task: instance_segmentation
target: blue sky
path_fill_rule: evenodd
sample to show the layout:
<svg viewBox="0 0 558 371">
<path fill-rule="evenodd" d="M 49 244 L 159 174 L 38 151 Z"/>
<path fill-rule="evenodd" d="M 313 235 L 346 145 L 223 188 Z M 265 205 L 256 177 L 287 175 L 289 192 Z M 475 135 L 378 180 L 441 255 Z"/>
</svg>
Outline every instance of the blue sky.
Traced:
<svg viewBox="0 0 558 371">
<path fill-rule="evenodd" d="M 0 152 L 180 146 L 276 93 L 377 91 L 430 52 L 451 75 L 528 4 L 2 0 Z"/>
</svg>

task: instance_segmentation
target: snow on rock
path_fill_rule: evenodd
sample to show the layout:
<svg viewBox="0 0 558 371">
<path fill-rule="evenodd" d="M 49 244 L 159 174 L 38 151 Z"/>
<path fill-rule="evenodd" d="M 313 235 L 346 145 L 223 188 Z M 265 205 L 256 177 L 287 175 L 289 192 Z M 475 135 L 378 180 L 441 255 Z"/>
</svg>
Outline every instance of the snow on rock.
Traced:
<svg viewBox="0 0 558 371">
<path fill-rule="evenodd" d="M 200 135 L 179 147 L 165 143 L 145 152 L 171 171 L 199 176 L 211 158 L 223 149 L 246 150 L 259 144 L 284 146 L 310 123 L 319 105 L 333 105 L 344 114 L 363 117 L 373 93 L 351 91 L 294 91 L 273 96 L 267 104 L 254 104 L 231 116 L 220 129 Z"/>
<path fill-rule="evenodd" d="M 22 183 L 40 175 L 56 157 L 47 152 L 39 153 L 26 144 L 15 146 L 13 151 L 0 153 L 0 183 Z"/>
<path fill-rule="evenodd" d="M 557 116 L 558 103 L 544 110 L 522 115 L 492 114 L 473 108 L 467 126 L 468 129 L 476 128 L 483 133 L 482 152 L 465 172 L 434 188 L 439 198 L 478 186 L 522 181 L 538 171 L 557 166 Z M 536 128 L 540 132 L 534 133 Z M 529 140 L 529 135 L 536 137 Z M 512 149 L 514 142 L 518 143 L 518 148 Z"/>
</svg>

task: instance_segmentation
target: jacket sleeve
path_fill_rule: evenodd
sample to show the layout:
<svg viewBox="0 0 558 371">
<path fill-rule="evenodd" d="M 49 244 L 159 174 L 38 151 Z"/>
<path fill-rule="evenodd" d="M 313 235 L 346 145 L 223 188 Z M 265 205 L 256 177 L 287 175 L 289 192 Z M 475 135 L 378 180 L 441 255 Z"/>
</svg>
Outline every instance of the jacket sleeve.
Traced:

[BRIEF]:
Collect each line of the records above that contains the word "every". Uppercase and lowercase letters are to be treated as distinct.

[ANSWER TO THE EXERCISE]:
Outline every instance of the blue sky.
Outline every instance of the snow on rock.
Outline every instance of the jacket sleeve.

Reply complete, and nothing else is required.